Pick out every line of the entries below where "woman" occurs, and copy those lines.

Dataset entries:
---+---

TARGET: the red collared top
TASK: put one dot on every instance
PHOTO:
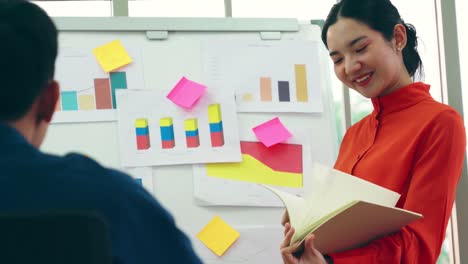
(415, 146)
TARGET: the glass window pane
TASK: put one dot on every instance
(462, 22)
(76, 8)
(301, 9)
(426, 29)
(176, 8)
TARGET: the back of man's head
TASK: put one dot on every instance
(28, 49)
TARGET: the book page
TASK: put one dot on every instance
(295, 205)
(331, 189)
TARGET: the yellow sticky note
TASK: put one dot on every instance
(112, 55)
(218, 236)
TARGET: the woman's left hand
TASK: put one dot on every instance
(310, 255)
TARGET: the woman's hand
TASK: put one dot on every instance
(310, 255)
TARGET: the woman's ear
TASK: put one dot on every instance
(399, 37)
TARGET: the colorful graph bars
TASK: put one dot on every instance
(216, 125)
(191, 133)
(284, 92)
(167, 133)
(142, 133)
(103, 97)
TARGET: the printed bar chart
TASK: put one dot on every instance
(142, 134)
(69, 100)
(118, 80)
(301, 82)
(265, 89)
(103, 97)
(86, 102)
(103, 93)
(191, 133)
(167, 133)
(283, 91)
(216, 125)
(58, 105)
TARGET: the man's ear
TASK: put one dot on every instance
(47, 102)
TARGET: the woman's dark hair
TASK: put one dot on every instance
(382, 16)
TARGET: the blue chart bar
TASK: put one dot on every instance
(118, 81)
(69, 100)
(283, 91)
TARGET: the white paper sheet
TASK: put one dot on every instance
(76, 69)
(154, 105)
(211, 191)
(256, 245)
(145, 174)
(239, 65)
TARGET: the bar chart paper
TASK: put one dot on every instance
(266, 76)
(87, 93)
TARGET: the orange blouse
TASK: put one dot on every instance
(415, 146)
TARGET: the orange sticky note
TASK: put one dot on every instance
(218, 236)
(112, 56)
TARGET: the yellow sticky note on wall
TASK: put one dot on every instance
(112, 55)
(218, 236)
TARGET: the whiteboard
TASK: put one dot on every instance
(165, 59)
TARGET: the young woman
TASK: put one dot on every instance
(410, 143)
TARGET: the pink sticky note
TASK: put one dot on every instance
(186, 93)
(271, 132)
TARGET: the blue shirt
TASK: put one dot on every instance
(141, 230)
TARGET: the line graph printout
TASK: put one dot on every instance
(155, 131)
(87, 93)
(266, 76)
(284, 166)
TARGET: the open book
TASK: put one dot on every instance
(343, 211)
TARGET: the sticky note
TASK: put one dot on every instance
(112, 56)
(186, 92)
(218, 236)
(271, 132)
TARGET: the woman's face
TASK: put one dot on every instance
(364, 60)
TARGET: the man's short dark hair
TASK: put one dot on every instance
(28, 48)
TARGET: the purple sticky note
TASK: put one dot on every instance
(271, 132)
(186, 93)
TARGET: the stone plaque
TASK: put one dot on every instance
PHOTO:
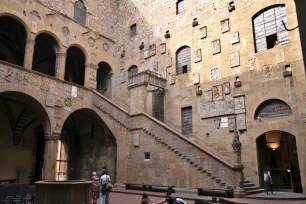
(169, 61)
(231, 124)
(152, 50)
(67, 104)
(241, 123)
(217, 123)
(155, 67)
(74, 91)
(162, 48)
(216, 108)
(273, 108)
(117, 82)
(196, 78)
(235, 38)
(207, 97)
(216, 46)
(217, 93)
(235, 59)
(198, 56)
(224, 122)
(146, 53)
(267, 71)
(34, 27)
(50, 99)
(280, 57)
(239, 104)
(215, 74)
(225, 27)
(136, 140)
(227, 88)
(203, 31)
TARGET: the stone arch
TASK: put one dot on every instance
(44, 57)
(12, 39)
(75, 65)
(272, 108)
(183, 60)
(80, 139)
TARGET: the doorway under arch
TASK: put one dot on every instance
(12, 40)
(277, 151)
(87, 146)
(23, 124)
(44, 59)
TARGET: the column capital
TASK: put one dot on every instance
(60, 54)
(91, 65)
(52, 136)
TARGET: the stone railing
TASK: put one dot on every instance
(147, 78)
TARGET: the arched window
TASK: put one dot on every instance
(269, 30)
(12, 40)
(183, 61)
(80, 12)
(180, 6)
(132, 71)
(44, 59)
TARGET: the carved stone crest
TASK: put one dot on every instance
(235, 38)
(162, 48)
(227, 88)
(203, 31)
(225, 27)
(216, 46)
(215, 74)
(217, 93)
(235, 59)
(198, 57)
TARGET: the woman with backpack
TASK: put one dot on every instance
(268, 181)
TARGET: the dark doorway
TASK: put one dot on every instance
(104, 79)
(277, 151)
(75, 66)
(87, 145)
(44, 58)
(12, 40)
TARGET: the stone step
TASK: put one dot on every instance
(261, 190)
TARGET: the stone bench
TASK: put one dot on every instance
(228, 193)
(149, 187)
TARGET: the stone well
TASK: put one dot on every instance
(63, 192)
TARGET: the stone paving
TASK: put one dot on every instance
(134, 197)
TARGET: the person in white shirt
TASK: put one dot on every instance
(105, 178)
(268, 181)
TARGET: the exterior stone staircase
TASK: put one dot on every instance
(252, 188)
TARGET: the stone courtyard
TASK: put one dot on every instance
(185, 93)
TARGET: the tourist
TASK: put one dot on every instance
(95, 187)
(145, 199)
(268, 181)
(172, 200)
(105, 179)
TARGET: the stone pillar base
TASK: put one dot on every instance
(240, 193)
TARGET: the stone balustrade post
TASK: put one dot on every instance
(29, 51)
(60, 65)
(239, 191)
(50, 155)
(91, 75)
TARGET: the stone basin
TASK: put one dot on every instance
(63, 192)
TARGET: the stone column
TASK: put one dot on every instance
(239, 192)
(29, 51)
(60, 65)
(91, 75)
(51, 149)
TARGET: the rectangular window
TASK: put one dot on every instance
(187, 121)
(147, 155)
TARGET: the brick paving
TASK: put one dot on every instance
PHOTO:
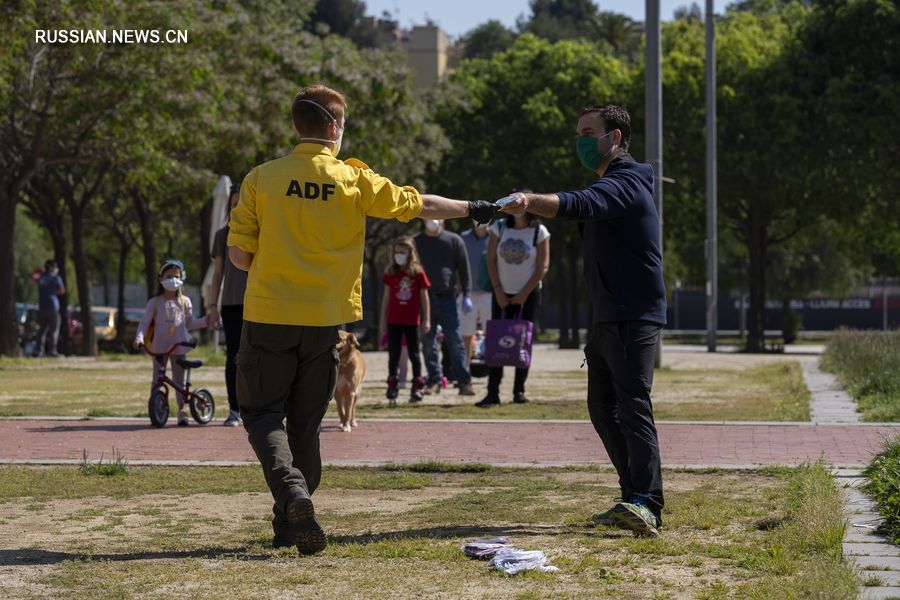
(407, 441)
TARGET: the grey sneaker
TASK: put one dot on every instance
(637, 517)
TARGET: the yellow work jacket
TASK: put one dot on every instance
(303, 217)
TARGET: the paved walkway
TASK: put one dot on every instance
(871, 552)
(406, 441)
(830, 403)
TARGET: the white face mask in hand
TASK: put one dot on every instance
(173, 284)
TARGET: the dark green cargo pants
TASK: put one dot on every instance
(286, 372)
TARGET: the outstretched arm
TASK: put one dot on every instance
(438, 207)
(542, 205)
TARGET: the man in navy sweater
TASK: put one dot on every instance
(623, 268)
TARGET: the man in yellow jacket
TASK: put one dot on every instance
(299, 230)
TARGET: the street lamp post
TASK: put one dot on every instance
(712, 275)
(653, 117)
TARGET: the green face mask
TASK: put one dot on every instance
(588, 149)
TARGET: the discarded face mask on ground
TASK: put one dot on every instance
(506, 558)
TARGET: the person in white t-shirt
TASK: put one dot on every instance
(517, 260)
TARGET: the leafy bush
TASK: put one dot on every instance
(867, 364)
(883, 475)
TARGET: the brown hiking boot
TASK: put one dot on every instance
(465, 389)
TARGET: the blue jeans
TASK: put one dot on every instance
(443, 313)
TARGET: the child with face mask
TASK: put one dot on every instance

---+---

● SOLUTION TO THIS EXERCISE
TARGET: the woman's left hand
TARGET: the woman's hand
TARGET: the woman's ear
TARGET: the woman's dark hair
TARGET: the young woman
TARGET: the woman's face
TARGET: the woman with backpack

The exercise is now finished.